>> Begin
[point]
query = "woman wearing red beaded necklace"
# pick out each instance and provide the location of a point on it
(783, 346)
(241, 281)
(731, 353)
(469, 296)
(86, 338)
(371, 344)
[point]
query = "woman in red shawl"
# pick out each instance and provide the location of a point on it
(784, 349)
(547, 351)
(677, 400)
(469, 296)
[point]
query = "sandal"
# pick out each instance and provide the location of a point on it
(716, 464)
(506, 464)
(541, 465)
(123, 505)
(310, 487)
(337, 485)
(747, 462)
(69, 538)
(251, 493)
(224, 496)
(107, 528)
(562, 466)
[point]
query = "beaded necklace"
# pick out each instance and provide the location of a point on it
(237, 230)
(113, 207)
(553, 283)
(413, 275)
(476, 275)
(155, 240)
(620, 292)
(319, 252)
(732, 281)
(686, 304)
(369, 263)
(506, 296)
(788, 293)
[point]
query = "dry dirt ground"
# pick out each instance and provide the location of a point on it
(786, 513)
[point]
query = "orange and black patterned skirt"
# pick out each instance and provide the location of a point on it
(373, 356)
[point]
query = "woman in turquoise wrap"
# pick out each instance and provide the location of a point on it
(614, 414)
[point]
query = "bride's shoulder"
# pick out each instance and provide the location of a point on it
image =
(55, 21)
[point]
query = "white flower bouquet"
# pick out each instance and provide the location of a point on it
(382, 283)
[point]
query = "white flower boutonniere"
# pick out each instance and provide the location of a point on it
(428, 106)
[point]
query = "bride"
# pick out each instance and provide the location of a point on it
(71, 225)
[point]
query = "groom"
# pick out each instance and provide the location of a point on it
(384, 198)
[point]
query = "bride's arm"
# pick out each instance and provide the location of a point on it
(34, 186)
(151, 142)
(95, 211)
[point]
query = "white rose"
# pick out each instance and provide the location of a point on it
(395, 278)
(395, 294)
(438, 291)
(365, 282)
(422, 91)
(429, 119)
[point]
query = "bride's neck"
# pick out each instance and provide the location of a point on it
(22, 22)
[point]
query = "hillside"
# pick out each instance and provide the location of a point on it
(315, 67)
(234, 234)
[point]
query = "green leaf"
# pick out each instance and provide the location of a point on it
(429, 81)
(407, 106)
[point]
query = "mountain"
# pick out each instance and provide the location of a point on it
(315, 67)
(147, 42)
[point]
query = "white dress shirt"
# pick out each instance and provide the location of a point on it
>> End
* Set exercise:
Set down the listing above in full, please, exactly as it appears.

* Response for this exercise:
[point]
query = "woman wearing red beaded necklace"
# pick out each instance and provide the location of a point on it
(783, 346)
(241, 281)
(731, 353)
(469, 296)
(86, 338)
(371, 344)
[point]
query = "woman in red shawl"
# pick out each instance and provide the location of a point on it
(784, 349)
(547, 351)
(677, 400)
(469, 296)
[point]
query = "sandal"
# pick out each instance and provide the location of a point on it
(716, 464)
(506, 464)
(541, 465)
(123, 505)
(310, 487)
(337, 485)
(747, 462)
(69, 538)
(251, 493)
(224, 496)
(107, 528)
(562, 466)
[point]
query = "beaded necklace"
# pick out each instance and provide the location of a point on it
(237, 230)
(113, 207)
(553, 283)
(413, 275)
(476, 275)
(155, 240)
(620, 292)
(319, 252)
(732, 281)
(686, 304)
(369, 263)
(506, 296)
(788, 293)
[point]
query = "dry dirt ground"
# pick out each instance and provide the location of a point on it
(786, 513)
[point]
query = "orange and black patterned skirt"
# pick out each instance and provide the location of a point on it
(373, 356)
[point]
query = "woman in turquoise wrap"
# pick out each instance and provide the location of a point on it
(614, 414)
[point]
query = "bride's shoulder"
# pick out each instance and provide the location of a point on it
image =
(55, 21)
[point]
query = "white flower bouquet"
# pick out each instance and provide the location of a point on it
(382, 283)
[point]
query = "white flower boutonniere"
# pick out each instance and provide the location of a point on it
(428, 106)
[point]
query = "bride"
# pick out each instance and provide the location of a point on it
(71, 225)
[point]
query = "groom"
# pick out each instance and provide the location of a point on it
(384, 198)
[point]
query = "bride's arm"
# pick out each instance and provide the location of a point on it
(34, 186)
(151, 142)
(95, 211)
[point]
query = "white rose"
# pick out each instance and provide the location of a point on it
(395, 278)
(395, 294)
(438, 291)
(365, 282)
(422, 91)
(429, 119)
[point]
query = "bride's neck"
# pick out each instance and provide the location of a point on it
(22, 22)
[point]
query = "hillside"
# pick out each instance and provide the location of a point on it
(315, 67)
(234, 234)
[point]
query = "green leaf"
# pick out each instance and provide the location of a point on it
(429, 81)
(407, 106)
[point]
query = "mountain"
# pick out each instance and provide the location of a point on it
(315, 67)
(147, 42)
[point]
query = "white dress shirt"
# pick out each instance and provide the location of a point on it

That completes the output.